Testo della pagina →
* * *

Taglio dei parlamentari, le Sardine dicono no: “La politica rovinata dal Papeete”

Per il movimento delle Sardine, il taglio dei parlamentari mette in rischio la rappresentatività e indebolisce la democrazia. Il M5S non ci sta: occasione per rendere il Parlamento più efficiente.

Mattia Santori

Tra i tanti “perché no” e “perché sì” che spopolano sul web, il movimento delle Sardine ha fatto la sua scelta: al referendum sul taglio dei parlamentari voterà “no”. Lo ha annunciato, in un’intervista alla Repubblica, il leade del gruppo, il bolognese Mattia Santori. La diminuzione del numero di parlamentari senza le garanzie che erano state promesse e senza aver messo mano alla legge elettorale è un errore”- denuncia Santori, per il quale il taglio dei parlamentari mette in gioco la democrazia. Il referendum, fortemente voluto dal Movimento Cinque Stelle ma contestato da differenti schieramenti politici, propone una riduzione importante del numero dei deputati – da 630 a 400 – e senatori – da 315 a 200.  Per Santori, questo restringimento non si giustifica in nessun modo, se non come tentativo di “salvare Di Maio nel suo ruolo“, una mossa populista, insomma, che le Sardine, “nate per difendere la politica dal populismo“, cercano di arginare. Infatti, anche il risparmio economico per le casse dello Stato sarebbe insignificante a loro dire: 1,35 euro a cittadino.  Il leader delle Sardine, che auspica il  “no” anche del PD,  sottolinea che la democrazia, lungi dall’essere un costo, è “una spesa pubblica per permettere a chi non è rappresentato di esserlo”.

* * *

Consegna →
Puoi trascrivere, senza cambiare nulla, il passo dell'articolo sulle Sardine e il taglio dei parlamentari che comincia con "Per il movimento" e prosegue fino a "Parlamento più efficiente."?

Sezione dati →

* * *

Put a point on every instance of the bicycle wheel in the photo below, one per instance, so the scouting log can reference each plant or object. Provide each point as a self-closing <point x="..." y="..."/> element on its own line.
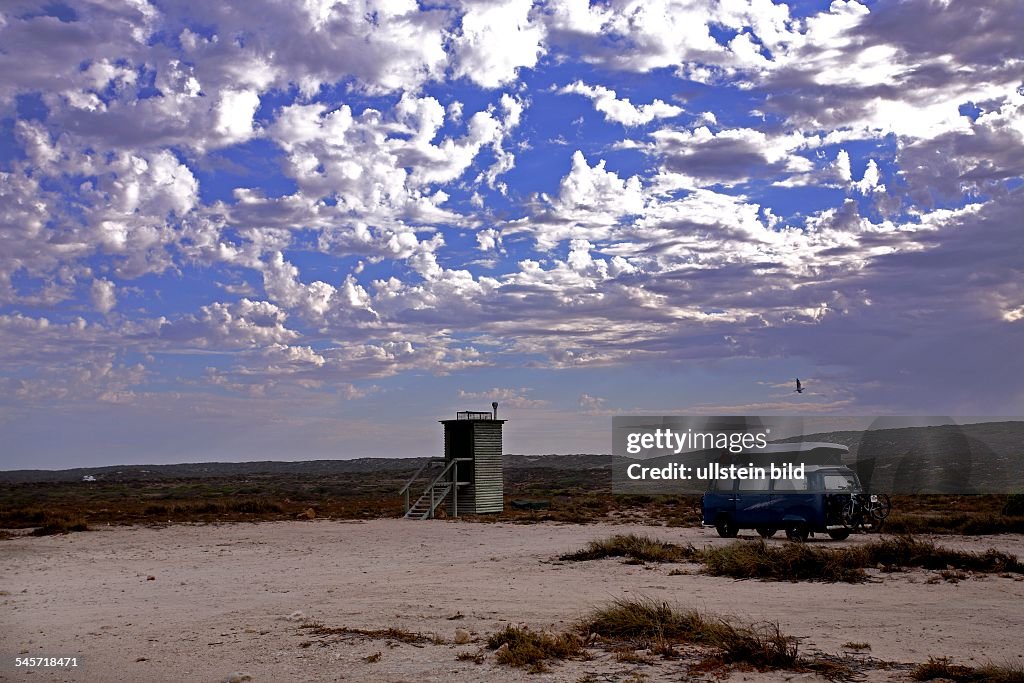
<point x="880" y="508"/>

* * *

Risposta all'esercizio →
Per il movimento delle Sardine, il taglio dei parlamentari mette in rischio la rappresentatività e indebolisce la democrazia. Il M5S non ci sta: occasione per rendere il Parlamento più efficiente.